**Stated goal 1**
Rewrite the paragraph in the passage on pigments that begins "Synthetic amorphous silica particles" as a short list that keeps its main facts.

In Examples III-1 to III-6 and Comparative Examples III-1 and III-2, the following pigments were employed.

[Silica sol III-A]

Synthetic amorphous silica particles (trademark: NIPSIL HD-2, made by NIPPON SILICA INDUSTRIAL CO., LTD.) having an average secondary particle size of 3 µm and an average primary particle size of 11 nm were pulverized and dispersed by a sand grinder and then by a pressure type homogenizer, and pulverizing and dispersing procedures with a sand grinder and then with a pressure type homogenizer were repeately applied to the silica particles until the average secondary particle size reached 60 nm. A 7% silica particle dispersion was prepared.

**Extracted material**
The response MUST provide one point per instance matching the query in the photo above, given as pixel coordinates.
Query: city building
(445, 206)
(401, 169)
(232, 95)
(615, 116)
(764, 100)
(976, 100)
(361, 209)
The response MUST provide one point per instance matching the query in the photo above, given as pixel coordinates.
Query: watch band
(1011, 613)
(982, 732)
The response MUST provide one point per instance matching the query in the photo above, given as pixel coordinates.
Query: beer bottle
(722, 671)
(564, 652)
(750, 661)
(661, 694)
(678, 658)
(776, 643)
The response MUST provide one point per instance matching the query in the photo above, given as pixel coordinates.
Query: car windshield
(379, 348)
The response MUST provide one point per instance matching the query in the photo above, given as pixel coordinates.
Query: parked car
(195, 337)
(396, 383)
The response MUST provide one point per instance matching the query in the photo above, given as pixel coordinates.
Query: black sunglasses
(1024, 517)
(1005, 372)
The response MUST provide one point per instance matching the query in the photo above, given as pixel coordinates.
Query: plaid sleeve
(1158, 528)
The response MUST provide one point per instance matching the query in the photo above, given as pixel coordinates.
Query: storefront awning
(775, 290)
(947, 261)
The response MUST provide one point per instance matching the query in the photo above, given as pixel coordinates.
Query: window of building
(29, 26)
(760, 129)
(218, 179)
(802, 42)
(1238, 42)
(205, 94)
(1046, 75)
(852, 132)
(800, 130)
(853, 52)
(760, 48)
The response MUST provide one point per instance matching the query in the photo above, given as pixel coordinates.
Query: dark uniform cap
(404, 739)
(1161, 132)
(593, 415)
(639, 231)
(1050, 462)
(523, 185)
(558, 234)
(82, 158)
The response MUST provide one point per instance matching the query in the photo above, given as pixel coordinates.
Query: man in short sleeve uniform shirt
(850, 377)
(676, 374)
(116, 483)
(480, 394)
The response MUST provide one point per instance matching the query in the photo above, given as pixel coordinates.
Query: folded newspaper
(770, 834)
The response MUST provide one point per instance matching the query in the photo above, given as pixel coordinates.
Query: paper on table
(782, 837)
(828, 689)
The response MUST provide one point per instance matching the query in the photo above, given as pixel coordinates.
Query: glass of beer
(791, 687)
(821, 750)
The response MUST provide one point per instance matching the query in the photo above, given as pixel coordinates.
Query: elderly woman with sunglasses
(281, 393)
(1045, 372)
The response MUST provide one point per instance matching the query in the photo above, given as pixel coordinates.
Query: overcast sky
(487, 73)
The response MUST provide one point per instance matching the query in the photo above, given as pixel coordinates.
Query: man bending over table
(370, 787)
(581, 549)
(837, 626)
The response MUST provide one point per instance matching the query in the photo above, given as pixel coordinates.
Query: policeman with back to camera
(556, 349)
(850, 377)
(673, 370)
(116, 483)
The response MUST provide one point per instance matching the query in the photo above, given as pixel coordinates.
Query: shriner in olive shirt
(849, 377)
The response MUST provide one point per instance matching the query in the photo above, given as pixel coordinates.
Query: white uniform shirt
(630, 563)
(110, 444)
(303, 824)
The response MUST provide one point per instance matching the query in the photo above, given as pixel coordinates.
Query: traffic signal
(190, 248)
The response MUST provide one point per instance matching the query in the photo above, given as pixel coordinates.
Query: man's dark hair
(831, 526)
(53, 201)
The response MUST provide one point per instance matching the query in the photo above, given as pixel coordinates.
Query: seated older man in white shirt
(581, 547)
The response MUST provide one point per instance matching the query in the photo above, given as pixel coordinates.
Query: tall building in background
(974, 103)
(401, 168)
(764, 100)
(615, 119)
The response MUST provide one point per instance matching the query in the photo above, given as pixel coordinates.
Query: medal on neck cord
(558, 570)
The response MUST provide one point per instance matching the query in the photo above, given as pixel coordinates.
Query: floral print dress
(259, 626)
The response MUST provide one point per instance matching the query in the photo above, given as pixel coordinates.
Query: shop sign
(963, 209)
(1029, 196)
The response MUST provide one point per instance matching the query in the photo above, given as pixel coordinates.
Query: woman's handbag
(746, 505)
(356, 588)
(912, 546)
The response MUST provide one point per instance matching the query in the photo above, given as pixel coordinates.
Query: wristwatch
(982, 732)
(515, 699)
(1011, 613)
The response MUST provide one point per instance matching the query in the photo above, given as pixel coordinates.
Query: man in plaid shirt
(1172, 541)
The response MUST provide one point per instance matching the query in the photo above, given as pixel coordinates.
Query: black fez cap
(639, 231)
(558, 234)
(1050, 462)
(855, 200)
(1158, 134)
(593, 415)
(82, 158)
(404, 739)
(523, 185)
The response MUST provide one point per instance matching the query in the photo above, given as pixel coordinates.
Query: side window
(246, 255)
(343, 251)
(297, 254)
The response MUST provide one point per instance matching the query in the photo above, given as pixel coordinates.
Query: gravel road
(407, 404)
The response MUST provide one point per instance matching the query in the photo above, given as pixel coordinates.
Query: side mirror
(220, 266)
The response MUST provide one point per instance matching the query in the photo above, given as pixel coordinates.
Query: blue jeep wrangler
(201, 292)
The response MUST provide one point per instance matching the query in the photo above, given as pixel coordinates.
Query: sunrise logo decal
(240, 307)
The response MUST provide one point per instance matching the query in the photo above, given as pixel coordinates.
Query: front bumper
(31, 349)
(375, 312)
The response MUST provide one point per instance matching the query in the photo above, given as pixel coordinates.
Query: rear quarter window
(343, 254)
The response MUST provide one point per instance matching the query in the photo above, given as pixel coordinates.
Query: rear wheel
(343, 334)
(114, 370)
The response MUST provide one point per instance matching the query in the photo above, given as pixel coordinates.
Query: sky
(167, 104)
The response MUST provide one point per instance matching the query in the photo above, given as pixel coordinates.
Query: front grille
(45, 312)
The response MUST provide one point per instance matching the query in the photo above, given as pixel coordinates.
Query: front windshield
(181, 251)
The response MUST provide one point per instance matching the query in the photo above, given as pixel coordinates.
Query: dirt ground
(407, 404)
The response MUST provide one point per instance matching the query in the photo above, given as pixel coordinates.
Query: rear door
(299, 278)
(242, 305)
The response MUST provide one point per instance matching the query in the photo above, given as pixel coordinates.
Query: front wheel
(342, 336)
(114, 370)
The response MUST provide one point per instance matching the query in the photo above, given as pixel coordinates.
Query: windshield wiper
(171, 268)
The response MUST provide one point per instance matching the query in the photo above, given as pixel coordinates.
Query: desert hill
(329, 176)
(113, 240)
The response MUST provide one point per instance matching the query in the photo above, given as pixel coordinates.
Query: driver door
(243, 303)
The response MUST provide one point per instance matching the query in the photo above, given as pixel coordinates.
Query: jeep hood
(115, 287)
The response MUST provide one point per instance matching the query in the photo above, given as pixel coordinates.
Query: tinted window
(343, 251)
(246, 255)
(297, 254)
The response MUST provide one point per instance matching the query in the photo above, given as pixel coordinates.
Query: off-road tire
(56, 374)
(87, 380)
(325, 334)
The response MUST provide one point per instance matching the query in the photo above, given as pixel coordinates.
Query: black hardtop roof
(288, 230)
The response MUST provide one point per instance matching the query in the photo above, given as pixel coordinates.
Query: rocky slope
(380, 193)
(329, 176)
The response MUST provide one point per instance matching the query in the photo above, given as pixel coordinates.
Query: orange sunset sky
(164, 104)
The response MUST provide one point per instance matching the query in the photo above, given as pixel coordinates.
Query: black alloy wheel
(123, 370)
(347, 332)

**Stated goal 2**
List every line in the rows above that contains the string "table". Case counts.

**Written reply 1**
- Starting material: synthetic amorphous silica particles (NIPSIL HD-2, made by NIPPON SILICA INDUSTRIAL CO., LTD.), with an average secondary particle size of 3 µm and an average primary particle size of 11 nm.
- Processing: pulverized and dispersed with a sand grinder and then with a pressure type homogenizer. Both steps were repeated in that order until the average secondary particle size reached 60 nm.
- Result: a 7% silica particle dispersion.

**Written reply 2**
Query: paper on table
Query: man bending over table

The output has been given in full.